**Text section**

The Single Most Important Trait in a Hire? Surprise!
“Years ago, we were in the midst of making a difficult hiring decision between three very good attorneys. You made a statement that left a deep impression on me. I asked for your opnion and you said, ‘Hire the candidate that is going to be the most grateful.’”
This is a key trait that I look for in all candidates whether they are working at Inspired Work or with one of our clients. If they work with me, there are several more. You see, in 1990, when I was designing what became Inspired Work, I began redesigning my own work based on a new standard: Happiness. Not just any happiness would do. I wanted Irrevocable Happiness. In other words, if I were in an unrelenting state of happiness, what would my life look like? I find that when we raise the bar that high, the answers become deeply personal. One of the answers to that question changed my professional life forever.
“I would only work with brilliant and loving people.”

**Supplied information**
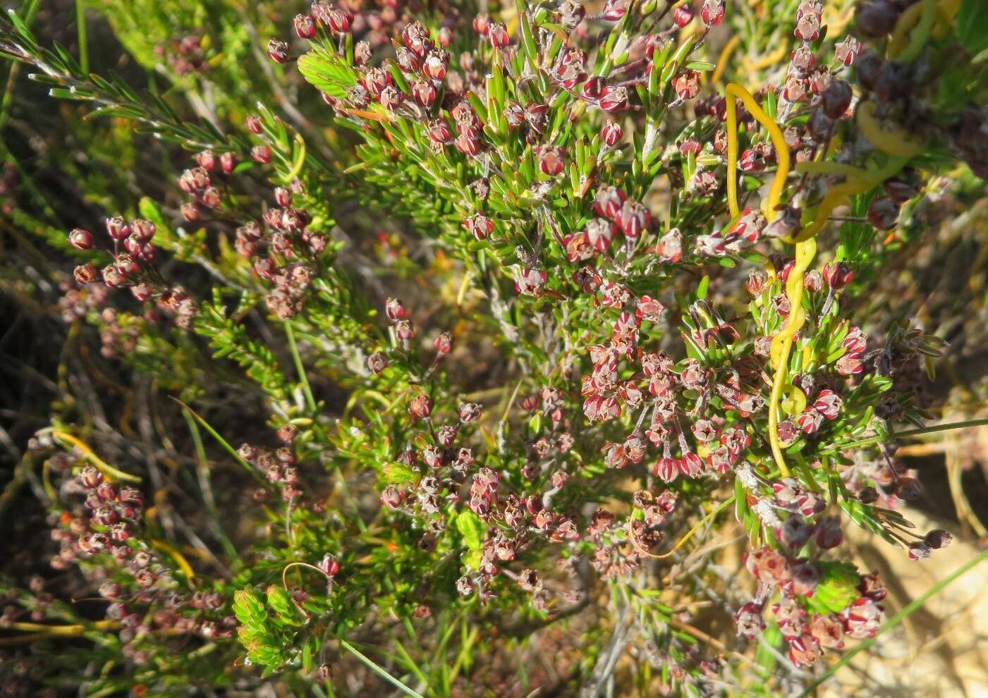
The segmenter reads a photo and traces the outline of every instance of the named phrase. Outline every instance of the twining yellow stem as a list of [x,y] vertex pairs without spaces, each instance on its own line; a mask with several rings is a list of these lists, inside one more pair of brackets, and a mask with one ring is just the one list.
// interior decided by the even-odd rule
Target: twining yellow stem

**Work order A**
Reproduce the article on hiring from "This is a key" to "professional life forever.", substituting "Lasting Happiness" for "Irrevocable Happiness".
**Work order B**
According to the article on hiring, in what year did the writer begin designing what became Inspired Work?
Rely solely on the article on hiring and disregard the data.

**Written answer A**
This is a key trait that I look for in all candidates whether they are working at Inspired Work or with one of our clients. If they work with me, there are several more. You see, in 1990, when I was designing what became Inspired Work, I began redesigning my own work based on a new standard: Happiness. Not just any happiness would do. I wanted Lasting Happiness. In other words, if I were in an unrelenting state of happiness, what would my life look like? I find that when we raise the bar that high, the answers become deeply personal. One of the answers to that question changed my professional life forever.

**Written answer B**
1990